WORK INSTRUCTIONS: Return the data that follows exactly as it appears. Pictures do not belong in the copy.

######

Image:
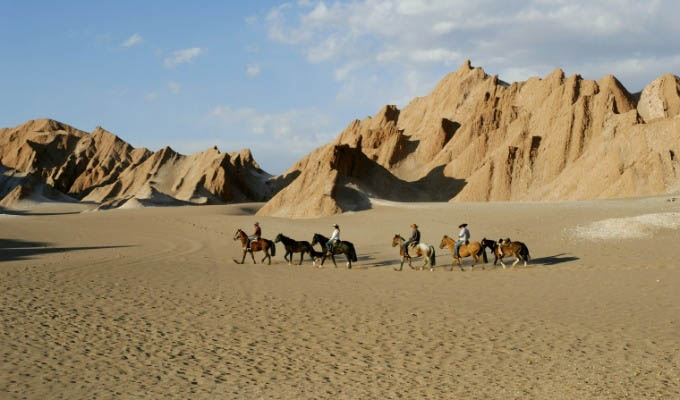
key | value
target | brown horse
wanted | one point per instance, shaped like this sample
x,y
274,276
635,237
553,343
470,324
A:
x,y
265,245
473,249
506,248
421,250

######

ANSWER SPACE:
Image:
key | value
target | brown horse
wanted | one point per instance, shaped like this sample
x,y
274,276
635,237
553,343
470,324
A:
x,y
265,245
473,249
506,248
421,250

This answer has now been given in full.